Jacques Jordaens: Wassing en zalving van Christus
We blijven in het Maagdenhuis, Van der Meerezaal; nergens anders komen we zo dicht bij een Jordaens-schilderij.
Jordaens schonk dit werk aan de Camer der Huysarmen, zoals zijn schoonzoon over de nalatenschap motiveerde als verwijzing naar genegenheid: “voor eenighe goede inclinatie die ghehat heeft wijlen Jacq. Jordaens tot den armen”.
Let in het voorbijgaan voor één keer op de talrijke werken van ‘onbekende meesters’. In zekere zin zijn ze de tegenhanger van de gekende ‘leerlingen en medewerkers’, maar aan wie geen enkel bekend werk kan toegeschreven worden. Tegelijk zijn ze, op zichzelf, een goede illustratie van het schildersbedrijf als ambacht, een productiecentrum van inspirerende werken – met religieuze of historische thema’s, ook voor je werkruimte of kantoor – en decoratie – ook voor je eigen woonst.
In de Van Der Meerezaal sta je voor een groot-formaat werk van Jordaens uit 1620-1623: ‘de Nood Gods’, een algemeen thema in de devotie en in de kunstgeschiedenis, die hier een eigen titel krijgt: ‘De wassing en zalving van het lichaam van Christus’.
‘De doden begraven’ is voor de katholieken een zevende, expliciet toegevoegd Werk van Barmhartigheid. Het verrichten van goede daden is de beste katholieke weg om God ook eeuwig te vinden. Populair heet dat ‘zijn zielenzaligheid vinden’ of, nog straffer ‘zijn Hemel verdienen’. Immers, “wat je aan de minsten der Mijnen doet, doe je aan Mij” (Mt. 25:40), aldus Jezus; dergelijke genegenheid was Jordaens niet vreemd.

■ ■ ■

■ Opdrachten bij oefening:
[1] Neem uit de tekst over Jordaens woordelijk over wat begint bij "In de Van Der" en eindigt bij "Jordaens niet vreemd.".
[2] Beantwoord op basis van de tekst over Jordaens de volgende vragen:
(a) Aan welke instelling schonk Jordaens dit werk?
(b) Uit welke jaren dateert het groot-formaat werk in de Van der Meerezaal?
(c) Naar welk Bijbelvers wordt verwezen bij het citaat van Jezus?
[3] Zet de tekst over Jordaens voort vanaf het punt waar die ophoudt.
De regels die hierna volgen, houden geen verband met de tekst over Jordaens.

(Records met begrenzingskaders)
■ ■ ■

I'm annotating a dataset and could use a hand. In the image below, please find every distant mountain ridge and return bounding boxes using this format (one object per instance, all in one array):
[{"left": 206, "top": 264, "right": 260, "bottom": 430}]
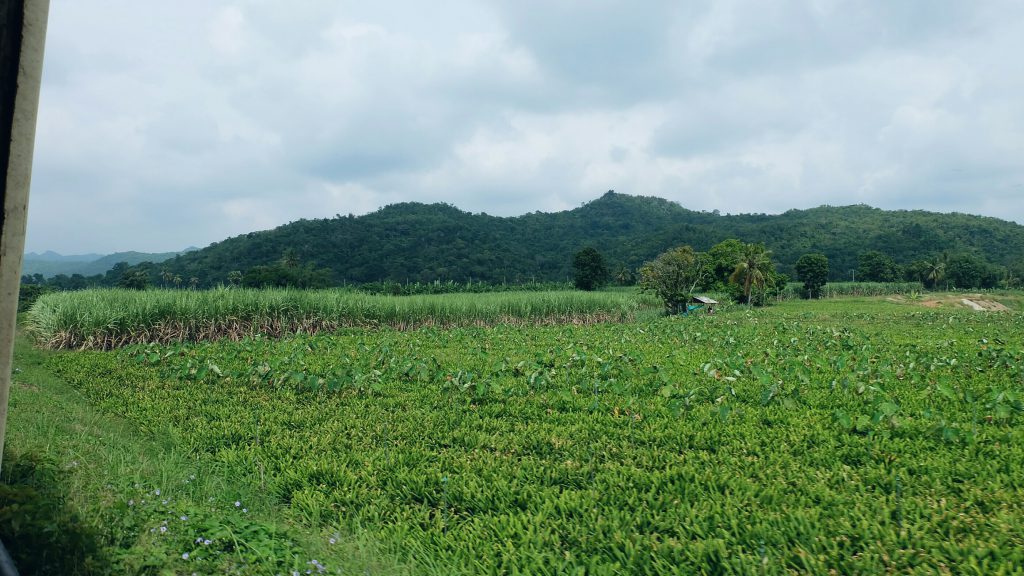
[
  {"left": 138, "top": 192, "right": 1024, "bottom": 286},
  {"left": 22, "top": 248, "right": 196, "bottom": 278}
]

■ ■ ■

■ Antwoorden:
[1]
In de Van Der Meerezaal sta je voor een groot-formaat werk van Jordaens uit 1620-1623: ‘de Nood Gods’, een algemeen thema in de devotie en in de kunstgeschiedenis, die hier een eigen titel krijgt: ‘De wassing en zalving van het lichaam van Christus’.
‘De doden begraven’ is voor de katholieken een zevende, expliciet toegevoegd Werk van Barmhartigheid. Het verrichten van goede daden is de beste katholieke weg om God ook eeuwig te vinden. Populair heet dat ‘zijn zielenzaligheid vinden’ of, nog straffer ‘zijn Hemel verdienen’. Immers, “wat je aan de minsten der Mijnen doet, doe je aan Mij” (Mt. 25:40), aldus Jezus; dergelijke genegenheid was Jordaens niet vreemd.

[2]
(a) Aan de Camer der Huysarmen.
(b) Uit 1620-1623.
(c) Naar Mt. 25:40.

[3]
Klaarblijkelijk had hij dit schilderij voor zichzelf gemaakt of tenminste bewaard, want het bevond zich in zijn nalatenschap. Via de Kamer der Huisarmen, verre voorloper van het OCMW, kwam het hier terecht, samen met een behoorlijke som. Zijn schoonzoon Johan II Wierts motiveerde deze schenkingen als “voor eenighe goede inclinatie die ghehat heeft wijlen Jacq. Jordaens tot den armen”. Ook vandaag voor herhaling vatbaar.
Dadelijk na de afneming van het kruis, ligt Jezus in de armen van zijn wenende moeder Maria, omringd door twee vrouwen met balsemkruiden, Nicodemus steunend op de ladder, Jozef van Arimatea, Johannes en twee vrouwen met een wasbekken.
Vergelijken we deze ‘Piëta’ met andere weergaven van hetzelfde onderwerp, dan valt hier het rauwe realisme op van de Jezusfiguur die grotendeels het voorplan vult. Toch is – denk aan de titel – het lichaam al gewassen, waardoor de grofste sporen van geseling, kruisiging en lanssteek ons bespaard blijven. Ook is er uit de schenkkan al een beperkte zalving toegepast, die het gelige licht op de torso verklaart.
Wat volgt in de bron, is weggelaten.